▶ Listed entries
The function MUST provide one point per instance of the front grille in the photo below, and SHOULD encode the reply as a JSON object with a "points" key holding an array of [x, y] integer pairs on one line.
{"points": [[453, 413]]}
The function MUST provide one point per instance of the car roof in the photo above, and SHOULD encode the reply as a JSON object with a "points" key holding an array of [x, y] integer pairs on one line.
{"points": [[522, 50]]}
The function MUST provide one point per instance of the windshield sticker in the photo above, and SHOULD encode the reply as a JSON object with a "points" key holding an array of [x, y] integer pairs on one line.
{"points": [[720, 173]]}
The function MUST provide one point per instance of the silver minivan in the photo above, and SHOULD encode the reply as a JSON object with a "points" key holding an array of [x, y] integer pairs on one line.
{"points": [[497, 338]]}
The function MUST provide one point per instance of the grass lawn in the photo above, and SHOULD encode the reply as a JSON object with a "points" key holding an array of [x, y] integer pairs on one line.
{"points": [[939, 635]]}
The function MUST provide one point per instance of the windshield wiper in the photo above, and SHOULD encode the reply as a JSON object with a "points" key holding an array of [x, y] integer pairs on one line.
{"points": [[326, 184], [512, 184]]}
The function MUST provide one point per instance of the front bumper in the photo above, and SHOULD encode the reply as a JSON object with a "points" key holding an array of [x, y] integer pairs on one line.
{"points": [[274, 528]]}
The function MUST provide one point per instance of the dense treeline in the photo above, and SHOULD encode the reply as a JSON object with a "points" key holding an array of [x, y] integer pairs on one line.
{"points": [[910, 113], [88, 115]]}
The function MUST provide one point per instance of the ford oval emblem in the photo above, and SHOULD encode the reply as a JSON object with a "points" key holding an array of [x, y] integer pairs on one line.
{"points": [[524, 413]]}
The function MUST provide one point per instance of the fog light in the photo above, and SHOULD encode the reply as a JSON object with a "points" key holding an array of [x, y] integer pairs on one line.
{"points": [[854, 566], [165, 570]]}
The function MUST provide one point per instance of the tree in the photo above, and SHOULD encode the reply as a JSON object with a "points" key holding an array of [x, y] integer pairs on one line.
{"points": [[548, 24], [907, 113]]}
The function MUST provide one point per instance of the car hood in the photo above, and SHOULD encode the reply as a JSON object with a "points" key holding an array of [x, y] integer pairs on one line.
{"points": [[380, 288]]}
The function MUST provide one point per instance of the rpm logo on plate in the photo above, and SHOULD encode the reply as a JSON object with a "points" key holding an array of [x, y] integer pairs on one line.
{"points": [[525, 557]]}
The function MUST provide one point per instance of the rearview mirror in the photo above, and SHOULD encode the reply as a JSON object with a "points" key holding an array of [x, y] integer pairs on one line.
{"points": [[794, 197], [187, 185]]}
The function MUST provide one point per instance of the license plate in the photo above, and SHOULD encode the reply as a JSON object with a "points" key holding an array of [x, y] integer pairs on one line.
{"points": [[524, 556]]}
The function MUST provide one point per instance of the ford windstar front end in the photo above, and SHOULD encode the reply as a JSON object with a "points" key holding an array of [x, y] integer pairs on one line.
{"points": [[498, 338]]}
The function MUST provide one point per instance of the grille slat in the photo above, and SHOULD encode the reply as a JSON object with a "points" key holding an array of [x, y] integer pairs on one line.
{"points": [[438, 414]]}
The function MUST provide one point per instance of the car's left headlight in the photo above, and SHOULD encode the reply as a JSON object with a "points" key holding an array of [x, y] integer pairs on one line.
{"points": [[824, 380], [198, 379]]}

▶ Instruction
Your task is to retype all the records above with nothing left out.

▶ Exercise solution
The function MUST provide one point per instance of the front grille in the photo below, and SHOULD encode the reply as a JSON object with a "points" key holding an array of [x, y] integer pairs on one line.
{"points": [[453, 413]]}
The function MUST provide one point per instance of the car roof in the photo above, and SHOULD encode the reply as a JSON object with a "points" key holding an array of [x, y] integer pairs on one line.
{"points": [[522, 50]]}
The function MUST provide one point per instance of the windshield sticker in the photo above, and SHOULD encode the reply as a JSON object with a "points" key holding an array of [x, y] integer pairs on one line.
{"points": [[720, 173]]}
The function MUST provide one point per instance of the silver minivan in the photo above, and SHOULD encode the reply as a JSON object with a "points" key holding an array of [x, y] integer pairs on one line.
{"points": [[497, 338]]}
The function MUST provide one point per instance of the grass lawn in the photo above, and SHOULD encode the reply as a JSON object with a "points" key holding an array of [x, y] integer pairs on one line.
{"points": [[939, 635]]}
The function MUST provide one point per instance of the windshield wiper in the photo above, and SHOULD encode the reply as a JSON object with a "points" key holding an array of [x, y] integer pairs on one line.
{"points": [[326, 184], [512, 184]]}
The function MUST provide one point per instance of the front bumper in the photo above, and SHOULD encode the reply as a JSON object with a "points" key holding an array of [x, y] integer pairs on one line.
{"points": [[274, 528]]}
The function MUST provide one point per instance of the dense treeline in the photo above, and SHOULD encode the reply as a JSON object with a "points" key holding an array of [x, y] integer pairs on one line.
{"points": [[910, 113], [88, 115]]}
The function MUST provide one point per instance of the ford oval emblem in the photo above, and SHOULD encode the reply as a JSON object with a "points" key holding an array of [x, y] integer pairs on one line.
{"points": [[524, 413]]}
The function MUST provide one point per instance of the fog light in the photo above, and SHOULD encode the reply as a JSON object with a "points" key holding an array of [x, y] integer pairs on one line.
{"points": [[854, 566], [165, 570]]}
The function MUST provide one point per instance of the tree in the photo above, and SHOULD encode the reply as a JSON object with a "points" key holding an array of [x, y] integer pairs on one line.
{"points": [[548, 24], [907, 113]]}
The function MUST provide one point per instance of the car hood in the photo above, and SHOULD encode the reply as a JSON object with a "points" key holding an array of [x, y] integer pairs on one line.
{"points": [[380, 288]]}
The function MUST provide one point per instance of the rpm logo on plate in the photo above, and SHOULD encode the reply as a JSON object with a "points" key holding an array of [x, y] integer pairs on one line.
{"points": [[525, 557]]}
The function MUST provide one point per instance of the rearview mirror in the photo above, and SHOULD encode the reply as a JSON object with a "points" key holding an array of [x, y] integer pairs on one line.
{"points": [[794, 197], [187, 185]]}
The function MUST provide one point per instance of the license plate in the photo above, and SHOULD encode the reply as a JSON object with a "points" key holding an array of [x, y] integer pairs on one line.
{"points": [[524, 556]]}
The function MUST provide one point per instance of the ford windstar front end in the photo above, and SHOULD encode the reply as a JSON object with a "points" key holding an array of [x, y] integer pairs on one line.
{"points": [[498, 338]]}
The function MUST provide one point per instance of the grille slat in the photo above, and SHOULD encode the reply as a JSON object with a "points" key holding an array of [x, y] integer pairs on one line.
{"points": [[438, 414]]}
The function MUST provide one point per instance of the car's left headlight in the photo above, and SHOULD encode the reply as a JSON object with a "points" key holding an array of [x, y] integer pairs on one line.
{"points": [[824, 380], [198, 379]]}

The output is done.